INPUT MATERIAL section start
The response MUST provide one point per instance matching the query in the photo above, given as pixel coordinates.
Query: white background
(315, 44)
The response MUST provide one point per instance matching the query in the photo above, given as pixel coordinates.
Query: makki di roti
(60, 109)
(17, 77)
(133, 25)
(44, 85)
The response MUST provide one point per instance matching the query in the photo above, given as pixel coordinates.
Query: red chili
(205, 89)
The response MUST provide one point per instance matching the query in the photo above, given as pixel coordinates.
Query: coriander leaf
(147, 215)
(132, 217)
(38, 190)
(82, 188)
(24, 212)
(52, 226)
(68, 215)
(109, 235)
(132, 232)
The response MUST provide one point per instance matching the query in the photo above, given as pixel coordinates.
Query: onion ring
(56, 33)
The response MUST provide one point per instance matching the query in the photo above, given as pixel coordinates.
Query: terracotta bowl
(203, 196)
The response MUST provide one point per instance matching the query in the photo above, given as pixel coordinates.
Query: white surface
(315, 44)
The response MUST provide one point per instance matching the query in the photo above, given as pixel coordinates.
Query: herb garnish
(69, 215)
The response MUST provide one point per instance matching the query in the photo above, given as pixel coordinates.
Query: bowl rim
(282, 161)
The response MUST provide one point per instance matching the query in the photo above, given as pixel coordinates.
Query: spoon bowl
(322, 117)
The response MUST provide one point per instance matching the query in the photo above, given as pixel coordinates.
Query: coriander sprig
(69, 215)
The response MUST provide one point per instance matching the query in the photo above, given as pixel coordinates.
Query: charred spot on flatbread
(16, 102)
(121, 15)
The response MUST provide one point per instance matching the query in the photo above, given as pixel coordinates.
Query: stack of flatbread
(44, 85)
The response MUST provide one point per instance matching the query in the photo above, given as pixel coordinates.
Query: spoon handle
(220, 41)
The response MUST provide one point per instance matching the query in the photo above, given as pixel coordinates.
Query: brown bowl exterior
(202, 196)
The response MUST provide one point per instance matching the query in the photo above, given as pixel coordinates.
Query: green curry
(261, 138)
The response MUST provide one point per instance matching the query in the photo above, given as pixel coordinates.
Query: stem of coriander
INPUT MATERIAL section end
■ PROBLEM TO SOLVE ■
All lines from the one holding "Query: terracotta bowl" through the end of the entries need to be given again exactly. Leave out the others.

■ TASK ANSWER ■
Query: terracotta bowl
(203, 196)
The response MUST provide one point per instance matching the query in the photo above, given as pixel coordinates.
Query: white surface
(315, 44)
The response MUST provide one point per instance matching the query in the photo above, given as pixel coordinates.
Query: herb garnish
(69, 215)
The response MUST provide one point per instance matching the query in the photo above, given as pixel coordinates.
Query: bowl rim
(282, 161)
The response MUST provide one point per instance matching the query in the photo above, given as pixel coordinates.
Query: spoon bowl
(322, 117)
The response MUST provide one point per instance matching the query in the photo above, given as pixel coordinates.
Query: coriander sprig
(69, 215)
The response MUST provide one point per instance matching the query in the photo above, given as pixel coordinates.
Query: charred spot on flatbread
(16, 102)
(121, 15)
The response MUST provide one point per instance matching the query in the photo above, given as pixel coordinates.
Query: stack of flatbread
(44, 85)
The response MUST provide one point per instance matching the query in the photo above, given as pixel coordinates.
Query: spoon handle
(220, 41)
The response MUST provide one point per instance matching the query in the photo above, given as pixel coordinates.
Query: brown bowl exterior
(202, 196)
The response MUST provide one point per instance matching the query in the photo above, given as pixel coordinates.
Query: green curry
(261, 138)
The response MUST provide one point per instance matching the query in the photo above, given as pixel coordinates.
Query: stem of coriander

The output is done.